# ZU BEARBEITENDE AUFGABEN
A: Nennen Sie alle Personen, denen der Debattenbeitrag zur Spionage-Affäre ein Amt oder eine Funktion zuschreibt, jeweils zusammen mit dieser Funktion.
B: Beantworten Sie anhand des Debattenbeitrags zur Spionage-Affäre die folgenden Fragen:
(i) Wofür steht die Abkürzung DIE?
(ii) An welche Zeitung sollen laut den Vorwürfen der SPD gezielte Vorabinformationen gelangt sein?
(iii) Wer erwartete das Durchsuchungs-Team von DIE und StA bereits vor der SPD-Zentrale?

# TEXTABSCHNITT
* * *

Die Kavallerie der Innenbehörde

Forscht Hamburgs SPD die Innenbehörde aus oder wird sie politisch verfolgt? Missbraucht der Innensenator Polizei und Staatsanwaltschaft? Zur angeblichen Spionage-Affäre zwischen SPD und Schill ein Debattenbeitrag eines Kritischen Polizisten

von THOMAS WÜPPESAHL

Es geht im Kern um die Frage, ob die Dienststelle Interne Ermittlungen (DIE) sich willfährig durch deren Vorgesetzte, Staatsrat Walter Wellinghausen und Innensenator Ronald Schill, gebrauchen lässt, um offene politische Rechnungen zu begleichen oder um zu zeigen, wer nun am Drücker sitzt und an den Schalthebeln der Macht herumnervt.

Zu diesem Zweck werden bescheidene Ermittlungserkenntnisse aufgebauscht, um im Zusammenspiel mit der Staatsanwaltschaft Hamburg (StA) Maßnahmen gegen – hier – Mitglieder der Sozialdemokratischen Partei Deutschlands (SPD) durchzuführen.

Diese Maßnahmen wiederum sind nicht bloß geeignet, politische Parteien öffentlich in Verruf zu bringen und deren Funktionäre zu kriminalisieren und damit die SPD öffentlich wahrnehmbar in den Ruch krimineller Mittäterschaft kommen zu lassen, sondern sie lenken von inhaltlichen politischen Debatten ab und sollen verunsichern.

Die SPD wiederum wehrt sich dagegen mit klaren Vorwürfen:

Verdacht des Verrats von Dienstgeheimnissen, gezielte Vorabinformationen aus Ermittlungsorganen oder Behördenleitung an die BILD-Zeitung, ein „empörender Vorgang, wie es ihn seit 1945 nicht mehr gegeben“ habe, so SPD-Geschäftsführer Ties Rabe, da Journalisten einiger Medien vor der SPD-Zentrale das Durchsuchungs-Team von DIE und StA bereits erwarteten.

* * *

# BEREITGESTELLTE EINTRÄGE

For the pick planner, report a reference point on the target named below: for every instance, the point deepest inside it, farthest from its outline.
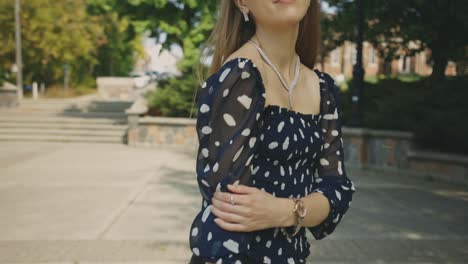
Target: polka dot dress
(284, 152)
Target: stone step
(22, 111)
(61, 138)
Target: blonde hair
(231, 32)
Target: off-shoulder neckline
(276, 107)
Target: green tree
(186, 23)
(53, 33)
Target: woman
(270, 158)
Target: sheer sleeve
(230, 104)
(331, 179)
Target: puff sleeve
(331, 179)
(230, 106)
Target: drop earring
(246, 16)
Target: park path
(114, 204)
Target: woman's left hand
(253, 209)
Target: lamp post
(19, 64)
(358, 71)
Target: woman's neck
(280, 47)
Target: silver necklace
(289, 88)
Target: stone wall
(381, 151)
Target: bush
(433, 111)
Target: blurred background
(98, 139)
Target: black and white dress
(284, 152)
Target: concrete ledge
(146, 131)
(383, 151)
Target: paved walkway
(111, 203)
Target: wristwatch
(300, 211)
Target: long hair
(231, 32)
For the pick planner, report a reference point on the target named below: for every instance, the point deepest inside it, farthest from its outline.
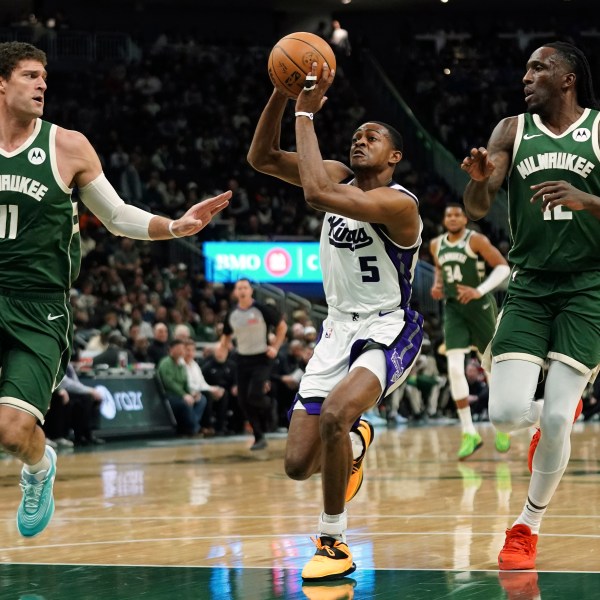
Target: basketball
(291, 59)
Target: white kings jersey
(363, 269)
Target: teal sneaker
(502, 441)
(470, 443)
(37, 506)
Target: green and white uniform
(552, 309)
(40, 252)
(471, 324)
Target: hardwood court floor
(207, 519)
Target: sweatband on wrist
(171, 230)
(310, 79)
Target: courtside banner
(263, 262)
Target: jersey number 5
(370, 272)
(9, 218)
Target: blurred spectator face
(242, 290)
(182, 332)
(472, 372)
(297, 331)
(161, 313)
(310, 334)
(161, 332)
(176, 351)
(189, 352)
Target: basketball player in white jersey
(371, 338)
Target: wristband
(310, 79)
(171, 230)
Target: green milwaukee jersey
(459, 264)
(39, 232)
(560, 239)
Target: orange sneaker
(535, 440)
(332, 560)
(519, 549)
(519, 585)
(367, 433)
(330, 590)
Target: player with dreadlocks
(551, 315)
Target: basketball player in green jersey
(470, 313)
(40, 164)
(552, 309)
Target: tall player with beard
(41, 163)
(371, 337)
(552, 310)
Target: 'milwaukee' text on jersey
(555, 160)
(23, 185)
(558, 239)
(39, 226)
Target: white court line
(256, 536)
(296, 517)
(279, 567)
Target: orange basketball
(291, 59)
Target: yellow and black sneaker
(330, 590)
(366, 432)
(332, 560)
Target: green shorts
(471, 324)
(36, 333)
(551, 315)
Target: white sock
(42, 465)
(334, 526)
(358, 446)
(531, 516)
(466, 420)
(535, 412)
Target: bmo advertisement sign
(267, 262)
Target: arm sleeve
(119, 218)
(494, 279)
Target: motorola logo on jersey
(583, 134)
(278, 262)
(36, 156)
(341, 236)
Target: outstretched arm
(79, 165)
(397, 211)
(265, 153)
(487, 168)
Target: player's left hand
(313, 100)
(200, 215)
(555, 193)
(465, 293)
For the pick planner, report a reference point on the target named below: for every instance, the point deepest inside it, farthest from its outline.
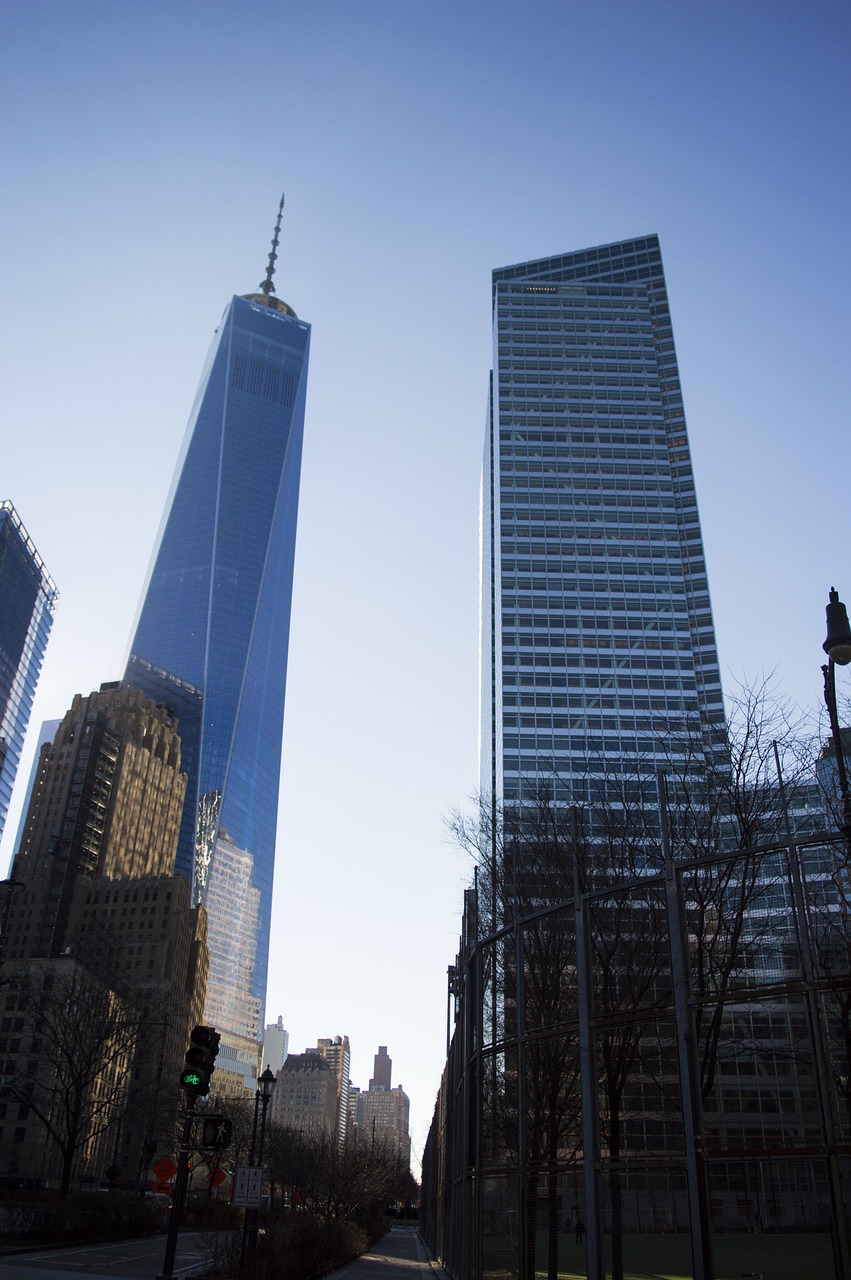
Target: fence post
(687, 1055)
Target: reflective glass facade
(598, 640)
(27, 606)
(213, 635)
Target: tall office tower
(106, 803)
(275, 1045)
(598, 636)
(27, 606)
(384, 1118)
(338, 1056)
(213, 634)
(97, 912)
(381, 1069)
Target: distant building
(27, 606)
(275, 1046)
(305, 1096)
(338, 1057)
(380, 1115)
(598, 643)
(381, 1069)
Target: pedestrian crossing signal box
(216, 1133)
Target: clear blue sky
(143, 150)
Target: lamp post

* * *

# ERGEBNISSE DER ÜBUNG
A:
Walter Wellinghausen – Staatsrat
Ronald Schill – Innensenator
Ties Rabe – SPD-Geschäftsführer

B:
(i) Dienststelle Interne Ermittlungen
(ii) die BILD-Zeitung
(iii) Journalisten einiger Medien